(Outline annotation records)
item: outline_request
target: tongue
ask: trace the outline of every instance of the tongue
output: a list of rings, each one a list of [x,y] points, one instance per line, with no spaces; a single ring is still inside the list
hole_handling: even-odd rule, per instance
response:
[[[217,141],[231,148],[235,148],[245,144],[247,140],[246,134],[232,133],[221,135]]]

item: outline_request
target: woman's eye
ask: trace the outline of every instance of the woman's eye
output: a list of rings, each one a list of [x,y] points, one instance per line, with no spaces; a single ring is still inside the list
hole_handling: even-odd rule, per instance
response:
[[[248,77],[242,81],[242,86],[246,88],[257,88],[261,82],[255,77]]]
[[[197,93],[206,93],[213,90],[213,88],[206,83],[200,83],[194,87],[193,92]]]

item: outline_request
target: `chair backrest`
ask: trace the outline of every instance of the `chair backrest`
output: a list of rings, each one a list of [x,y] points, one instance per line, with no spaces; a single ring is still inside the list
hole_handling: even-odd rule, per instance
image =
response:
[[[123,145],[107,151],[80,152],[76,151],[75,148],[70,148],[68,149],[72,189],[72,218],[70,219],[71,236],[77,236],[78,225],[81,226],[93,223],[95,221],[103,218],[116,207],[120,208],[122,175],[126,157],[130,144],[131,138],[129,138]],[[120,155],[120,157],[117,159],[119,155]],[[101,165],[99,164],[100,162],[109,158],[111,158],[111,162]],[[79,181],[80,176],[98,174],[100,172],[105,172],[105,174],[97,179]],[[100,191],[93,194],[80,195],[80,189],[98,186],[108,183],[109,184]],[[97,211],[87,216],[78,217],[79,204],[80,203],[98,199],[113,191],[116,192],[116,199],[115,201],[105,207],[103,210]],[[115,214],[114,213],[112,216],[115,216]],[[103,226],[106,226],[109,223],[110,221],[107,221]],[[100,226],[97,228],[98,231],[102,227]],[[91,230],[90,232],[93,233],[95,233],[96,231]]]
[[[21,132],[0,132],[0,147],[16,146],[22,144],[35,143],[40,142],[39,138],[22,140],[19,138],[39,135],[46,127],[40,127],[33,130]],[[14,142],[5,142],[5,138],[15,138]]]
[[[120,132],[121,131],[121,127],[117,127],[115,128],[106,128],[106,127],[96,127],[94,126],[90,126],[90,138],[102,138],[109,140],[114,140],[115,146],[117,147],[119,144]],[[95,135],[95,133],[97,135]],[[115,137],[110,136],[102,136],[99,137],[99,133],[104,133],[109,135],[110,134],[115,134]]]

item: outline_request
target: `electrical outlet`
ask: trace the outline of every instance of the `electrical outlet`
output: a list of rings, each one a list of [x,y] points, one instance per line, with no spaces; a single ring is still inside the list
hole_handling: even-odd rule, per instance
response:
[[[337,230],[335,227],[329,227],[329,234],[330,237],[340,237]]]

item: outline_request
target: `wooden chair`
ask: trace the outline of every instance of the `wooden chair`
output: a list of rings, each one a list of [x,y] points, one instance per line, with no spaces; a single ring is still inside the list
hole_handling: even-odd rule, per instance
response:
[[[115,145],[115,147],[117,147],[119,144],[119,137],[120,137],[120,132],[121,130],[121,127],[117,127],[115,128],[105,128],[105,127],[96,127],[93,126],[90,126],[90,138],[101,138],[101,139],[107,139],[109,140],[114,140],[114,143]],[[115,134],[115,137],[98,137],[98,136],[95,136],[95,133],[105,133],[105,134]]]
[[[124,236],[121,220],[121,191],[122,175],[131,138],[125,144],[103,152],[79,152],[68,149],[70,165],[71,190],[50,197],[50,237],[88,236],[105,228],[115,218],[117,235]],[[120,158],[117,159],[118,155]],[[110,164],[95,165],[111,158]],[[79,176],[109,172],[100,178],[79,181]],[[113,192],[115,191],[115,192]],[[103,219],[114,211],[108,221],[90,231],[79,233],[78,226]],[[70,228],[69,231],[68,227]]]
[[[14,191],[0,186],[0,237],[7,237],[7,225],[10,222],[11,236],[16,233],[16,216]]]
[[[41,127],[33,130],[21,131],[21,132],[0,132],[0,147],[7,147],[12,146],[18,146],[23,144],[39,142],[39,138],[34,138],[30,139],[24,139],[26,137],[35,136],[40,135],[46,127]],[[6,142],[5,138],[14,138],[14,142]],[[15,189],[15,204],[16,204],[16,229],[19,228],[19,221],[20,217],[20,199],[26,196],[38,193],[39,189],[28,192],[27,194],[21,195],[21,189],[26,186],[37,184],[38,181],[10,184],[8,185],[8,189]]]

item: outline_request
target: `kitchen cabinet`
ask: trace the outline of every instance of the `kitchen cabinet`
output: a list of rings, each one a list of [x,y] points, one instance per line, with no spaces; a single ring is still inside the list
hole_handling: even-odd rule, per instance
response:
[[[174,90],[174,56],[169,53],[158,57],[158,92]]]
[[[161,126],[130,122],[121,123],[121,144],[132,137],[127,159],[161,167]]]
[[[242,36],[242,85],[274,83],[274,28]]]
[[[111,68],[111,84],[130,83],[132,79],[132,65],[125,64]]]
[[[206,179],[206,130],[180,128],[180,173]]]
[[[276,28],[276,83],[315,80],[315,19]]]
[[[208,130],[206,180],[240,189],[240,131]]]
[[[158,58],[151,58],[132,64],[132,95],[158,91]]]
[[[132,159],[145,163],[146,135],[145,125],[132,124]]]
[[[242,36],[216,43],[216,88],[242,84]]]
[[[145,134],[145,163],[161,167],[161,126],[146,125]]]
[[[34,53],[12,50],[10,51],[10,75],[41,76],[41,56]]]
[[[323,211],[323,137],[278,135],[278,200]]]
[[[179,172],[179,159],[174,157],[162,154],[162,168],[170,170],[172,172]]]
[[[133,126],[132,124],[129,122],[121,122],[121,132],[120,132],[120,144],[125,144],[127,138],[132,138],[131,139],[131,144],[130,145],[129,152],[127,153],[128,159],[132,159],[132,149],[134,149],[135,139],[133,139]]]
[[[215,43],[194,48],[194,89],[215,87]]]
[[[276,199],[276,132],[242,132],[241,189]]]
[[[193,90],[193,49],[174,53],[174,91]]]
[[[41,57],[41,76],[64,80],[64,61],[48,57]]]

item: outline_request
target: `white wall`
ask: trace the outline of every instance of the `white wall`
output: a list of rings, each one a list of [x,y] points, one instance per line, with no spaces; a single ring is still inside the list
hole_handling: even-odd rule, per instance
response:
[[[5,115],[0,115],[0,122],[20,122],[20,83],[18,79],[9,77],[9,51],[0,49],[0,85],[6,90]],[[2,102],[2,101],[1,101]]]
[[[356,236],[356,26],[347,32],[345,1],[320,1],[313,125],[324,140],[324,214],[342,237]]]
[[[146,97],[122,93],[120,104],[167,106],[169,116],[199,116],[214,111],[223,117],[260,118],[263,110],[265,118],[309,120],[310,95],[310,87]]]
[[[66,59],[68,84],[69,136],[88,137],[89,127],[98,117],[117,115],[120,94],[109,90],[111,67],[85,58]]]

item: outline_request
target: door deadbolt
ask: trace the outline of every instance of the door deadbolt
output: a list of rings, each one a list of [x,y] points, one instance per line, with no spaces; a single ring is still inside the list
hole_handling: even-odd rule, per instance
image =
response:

■ GOAL: Every record above needs to be repeated word for word.

■ WRITTEN ANSWER:
item: outline_request
target: tongue
ask: trace the outline of every instance of the tongue
output: a list of rings, each one a list of [x,y] points, one instance per line, with no spaces; a single ring is still inside the list
hole_handling: even-odd rule, per instance
response:
[[[217,141],[231,148],[235,148],[245,144],[247,140],[246,134],[232,133],[221,135]]]

item: outline_request
target: woman's eye
ask: trace the outline of every instance of the woman's eye
output: a list of rings, each one a list of [x,y] points, one instance per line, with no spaces; a single ring is still inside the list
hole_handling: even-odd rule, per instance
response:
[[[248,77],[242,81],[242,86],[246,88],[257,88],[261,82],[255,77]]]
[[[197,93],[206,93],[213,90],[213,88],[206,83],[200,83],[194,87],[193,92]]]

item: outline_request
target: `chair backrest`
ask: trace the outline of every instance of the `chair backrest`
output: a list of rings, each one a list of [x,y] points, one instance per line, with no spaces; a single ring is still inside the list
hole_handling: even-odd rule, per instance
image =
response:
[[[123,145],[107,151],[80,152],[76,151],[75,148],[70,148],[68,149],[72,189],[72,218],[70,219],[71,236],[77,236],[78,225],[81,226],[93,223],[95,221],[103,218],[116,207],[120,208],[122,175],[126,157],[130,144],[131,138],[129,138]],[[120,155],[120,157],[117,159],[119,155]],[[101,165],[99,164],[100,162],[109,158],[111,158],[111,162]],[[79,181],[80,176],[98,174],[100,172],[105,172],[105,174],[97,179]],[[100,191],[93,194],[80,195],[80,189],[98,186],[108,183],[109,184]],[[97,211],[87,216],[78,217],[79,204],[80,203],[98,199],[113,191],[116,192],[116,199],[115,201],[105,207],[103,210]],[[115,214],[114,213],[112,216],[115,216]],[[103,226],[106,226],[109,223],[110,221],[107,221]],[[100,226],[97,228],[98,231],[102,227]],[[91,230],[90,232],[93,233],[95,233],[96,231]]]
[[[21,132],[0,132],[0,147],[16,146],[22,144],[35,143],[40,142],[39,138],[22,140],[19,138],[39,135],[46,127],[40,127],[33,130]],[[14,142],[5,142],[5,138],[15,138]]]
[[[120,132],[121,131],[121,127],[117,127],[115,128],[106,128],[106,127],[96,127],[94,126],[90,126],[90,138],[102,138],[109,140],[114,140],[115,146],[117,147],[119,144]],[[95,135],[95,133],[97,135]],[[115,137],[110,136],[102,136],[99,137],[99,133],[104,133],[109,135],[110,134],[115,134]]]

item: outline_request
target: `electrical outlet`
ask: trace the outline of every instance of the `electrical outlet`
output: a list of rings, each one a list of [x,y] points, one instance per line, with no spaces; a single ring is still inside the list
hole_handling: even-odd rule, per instance
response:
[[[337,230],[335,227],[329,227],[329,234],[330,237],[340,237]]]

item: outline_request
target: `wooden chair`
ask: trace the outline of every instance of the `wooden chair`
output: a list of rings, each one a list of [x,y] points, one instance per line, with no spaces; a single ring is still inside the list
hole_handling: even-odd rule, per instance
response:
[[[115,145],[115,147],[117,147],[119,144],[119,137],[120,137],[120,132],[121,130],[121,127],[117,127],[115,128],[105,128],[105,127],[96,127],[93,126],[90,126],[90,138],[101,138],[101,139],[107,139],[109,140],[114,140],[114,143]],[[115,134],[115,137],[98,137],[98,136],[95,136],[95,133],[105,133],[105,134]]]
[[[124,236],[121,220],[121,191],[122,175],[131,138],[125,144],[103,152],[79,152],[68,149],[70,165],[71,190],[50,197],[50,237],[88,236],[105,228],[115,218],[117,235]],[[120,158],[117,159],[118,155]],[[110,164],[95,165],[111,158]],[[79,176],[109,172],[100,178],[79,181]],[[113,192],[115,191],[115,192]],[[103,219],[114,211],[108,221],[90,231],[79,233],[78,226]],[[70,228],[69,231],[68,227]]]
[[[14,191],[0,186],[0,237],[7,237],[7,225],[10,222],[11,236],[16,233],[16,216]]]
[[[41,127],[33,130],[21,131],[21,132],[0,132],[0,147],[7,147],[12,146],[18,146],[23,144],[39,142],[39,138],[34,138],[30,139],[24,139],[26,137],[35,136],[40,135],[46,127]],[[6,142],[5,138],[14,138],[14,142]],[[15,189],[15,204],[16,204],[16,229],[19,228],[19,221],[20,217],[20,199],[26,196],[38,193],[39,189],[28,192],[27,194],[21,195],[21,189],[26,186],[37,184],[38,181],[10,184],[8,185],[8,189]]]

item: outline_request
target: `kitchen cabinet`
ask: trace the outline of every instance of the `kitchen cabinet`
output: a list of rings, each one a list of [x,y] points, one instance per line, with no spaces; a single ring is still inside the list
hole_handling: even-odd rule, per instance
response:
[[[174,90],[174,56],[169,53],[158,57],[158,92]]]
[[[161,126],[130,122],[121,123],[121,144],[132,137],[127,159],[161,167]]]
[[[242,36],[242,85],[274,83],[274,28]]]
[[[111,68],[111,84],[130,83],[132,79],[132,65],[125,64]]]
[[[206,179],[206,130],[180,128],[180,173]]]
[[[276,28],[276,83],[315,80],[315,19]]]
[[[208,130],[206,180],[240,189],[240,131]]]
[[[158,58],[151,58],[132,64],[132,95],[158,91]]]
[[[132,159],[145,163],[146,135],[145,125],[132,124]]]
[[[242,36],[216,43],[216,88],[242,84]]]
[[[145,134],[145,163],[161,167],[161,126],[146,125]]]
[[[34,53],[12,50],[10,51],[10,75],[41,76],[41,56]]]
[[[323,211],[323,137],[278,135],[278,200]]]
[[[179,172],[179,159],[174,157],[162,154],[162,168],[170,170],[172,172]]]
[[[133,126],[132,124],[129,122],[121,122],[121,132],[120,132],[120,144],[125,144],[127,138],[132,138],[131,139],[131,144],[130,145],[129,152],[127,153],[128,159],[132,159],[132,149],[134,149],[135,139],[133,139]]]
[[[215,43],[194,48],[194,89],[215,87]]]
[[[276,199],[276,132],[242,132],[241,189]]]
[[[193,90],[193,49],[174,53],[174,91]]]
[[[41,57],[41,76],[64,80],[64,61],[48,57]]]

item: outline_request
target: `white wall`
ask: trace the outline of every instance of the `white wall`
output: a list of rings, each one a list of [x,y] points, one instance per line, with no spaces; a single ring is still inside the list
hole_handling: even-odd rule, per instance
response:
[[[5,115],[0,115],[0,122],[20,122],[20,83],[18,79],[9,77],[9,51],[0,49],[0,85],[6,90]],[[2,102],[2,101],[1,101]]]
[[[356,236],[356,26],[347,32],[345,1],[320,1],[313,125],[324,140],[324,214],[342,237]]]
[[[146,97],[122,93],[120,104],[167,106],[169,116],[199,116],[214,111],[223,117],[260,118],[263,110],[265,118],[309,120],[310,95],[310,87]]]
[[[66,59],[68,84],[69,136],[88,137],[89,127],[98,117],[117,115],[120,94],[109,90],[111,67],[85,58]]]

item: outline_request
target: door deadbolt
ask: trace the outline of every instance of the door deadbolt
output: a list of rings, each one a list of [x,y] points, one instance per line, with no spaces; a single ring is still inside the list
hole_handling: even-odd rule, per instance
image =
response:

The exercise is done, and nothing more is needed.